**Material for the task**:
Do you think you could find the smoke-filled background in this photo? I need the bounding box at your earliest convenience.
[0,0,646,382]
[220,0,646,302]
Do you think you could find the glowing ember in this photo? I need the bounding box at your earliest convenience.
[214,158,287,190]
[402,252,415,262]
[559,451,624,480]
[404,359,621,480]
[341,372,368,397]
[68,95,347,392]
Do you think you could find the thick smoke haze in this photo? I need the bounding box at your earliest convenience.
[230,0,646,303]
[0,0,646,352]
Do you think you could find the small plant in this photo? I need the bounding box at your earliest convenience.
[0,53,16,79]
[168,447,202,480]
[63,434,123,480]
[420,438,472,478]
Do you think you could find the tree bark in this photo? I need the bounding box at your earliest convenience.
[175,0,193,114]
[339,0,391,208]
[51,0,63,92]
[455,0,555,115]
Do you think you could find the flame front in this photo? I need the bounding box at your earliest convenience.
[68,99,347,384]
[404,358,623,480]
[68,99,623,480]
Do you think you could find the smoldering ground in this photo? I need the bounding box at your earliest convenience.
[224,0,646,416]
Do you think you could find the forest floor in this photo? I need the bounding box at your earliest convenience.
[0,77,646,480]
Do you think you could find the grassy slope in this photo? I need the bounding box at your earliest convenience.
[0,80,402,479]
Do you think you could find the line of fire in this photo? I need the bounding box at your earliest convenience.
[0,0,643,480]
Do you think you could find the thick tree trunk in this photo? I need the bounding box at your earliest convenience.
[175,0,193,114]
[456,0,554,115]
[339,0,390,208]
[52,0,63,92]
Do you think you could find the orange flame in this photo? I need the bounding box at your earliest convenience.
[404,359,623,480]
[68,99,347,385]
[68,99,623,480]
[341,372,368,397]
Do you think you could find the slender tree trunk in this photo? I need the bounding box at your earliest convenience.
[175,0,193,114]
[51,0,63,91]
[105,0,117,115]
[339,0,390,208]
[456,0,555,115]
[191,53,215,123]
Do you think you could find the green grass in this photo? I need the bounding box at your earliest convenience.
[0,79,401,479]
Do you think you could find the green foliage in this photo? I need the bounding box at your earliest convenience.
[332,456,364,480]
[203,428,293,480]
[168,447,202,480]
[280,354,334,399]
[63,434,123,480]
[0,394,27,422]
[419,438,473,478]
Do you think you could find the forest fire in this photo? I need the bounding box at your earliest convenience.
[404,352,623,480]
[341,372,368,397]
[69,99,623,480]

**Given request**: Reproduce the whole listing above word for word, every line in its original order.

**Task response**:
Do you think you could find the smoke-filled background in this photo? I need the bounding box at your earliest convenience.
[0,0,646,382]
[220,0,646,302]
Do you think you could find the glowing ember in this photo? I need the bounding box at your earliest convenience.
[214,158,287,190]
[402,252,415,262]
[559,451,624,480]
[404,359,621,480]
[341,372,368,397]
[68,95,347,392]
Do you think you could find the thick smoke haze in this photo? I need the bounding box at your earliest convenience.
[230,0,646,303]
[0,0,646,352]
Do you think you could find the small plant in this photo? I need the bounding box at your earliest convenience.
[0,53,16,79]
[168,447,202,480]
[63,434,123,480]
[420,438,472,478]
Do you think you could find the tree bark in this photo? I need the bounding box at your earliest convenience.
[175,0,193,114]
[339,0,391,208]
[51,0,63,92]
[455,0,555,115]
Do you think you could find the flame front in this photo? I need the bounding box at your earliest convenience.
[68,99,347,384]
[404,358,623,480]
[68,99,623,480]
Do you think you could find the smoldering ground in this photo? I need the bounding box at your earliest convenience.
[224,0,646,416]
Do you think you could find the forest floor in this photo? I need the bounding box at your earliest convenience.
[0,77,646,480]
Do you think you could find the grassy slope in this photo? I need the bounding box at your earliest convenience.
[0,80,402,479]
Do you think you could find the line of fire in this photo? I need the bounding box at your earliest convenience.
[0,0,643,480]
Do you think you could find the thick tree trunk in this photo? I need the bounding box at your earliest convenience.
[175,0,193,114]
[456,0,554,115]
[339,0,390,208]
[52,0,63,92]
Do you think you could find the orange flame in this photo? I need the bounding box at your earliest convenience.
[404,359,623,480]
[68,99,347,385]
[68,99,623,480]
[341,372,368,397]
Do you think you could find the slender tree trunk in this photo? I need the bounding box at your earliest convenience.
[175,0,193,114]
[51,0,63,91]
[105,0,117,115]
[339,0,390,208]
[456,0,555,115]
[191,53,215,123]
Do you think you could find the green grass in this photo? I need the bounding box at your earliest convenience.
[0,79,401,479]
Do you think you could find the green foliage in this photo? I need the bounding box at your earliest convenience.
[332,456,364,480]
[203,428,293,480]
[168,447,202,480]
[280,354,334,399]
[63,434,123,480]
[0,394,27,422]
[419,438,473,478]
Do you think you could find the forest fire in this photo? I need the bounding box at your earliest convenience.
[404,352,623,480]
[341,372,368,397]
[69,99,623,480]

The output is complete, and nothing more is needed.